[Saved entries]
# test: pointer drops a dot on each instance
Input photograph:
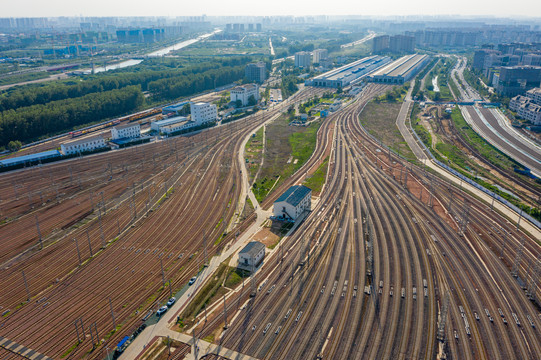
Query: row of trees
(36, 121)
(186, 85)
(143, 76)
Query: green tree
(14, 145)
(252, 101)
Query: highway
(366, 274)
(488, 124)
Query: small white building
(203, 112)
(243, 93)
(159, 125)
(82, 145)
(293, 202)
(179, 126)
(127, 131)
(251, 255)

▸ PROMPT:
Set down each entry again exactly as written. Pictures stay out.

▸ TASK SOLUTION:
# test: pointer drops a dot on each instance
Input photograph:
Query: row of trees
(36, 121)
(186, 85)
(143, 76)
Query: green tree
(14, 145)
(252, 101)
Query: highway
(366, 274)
(488, 124)
Query: small white building
(203, 112)
(243, 93)
(159, 125)
(82, 145)
(293, 202)
(179, 126)
(127, 131)
(251, 255)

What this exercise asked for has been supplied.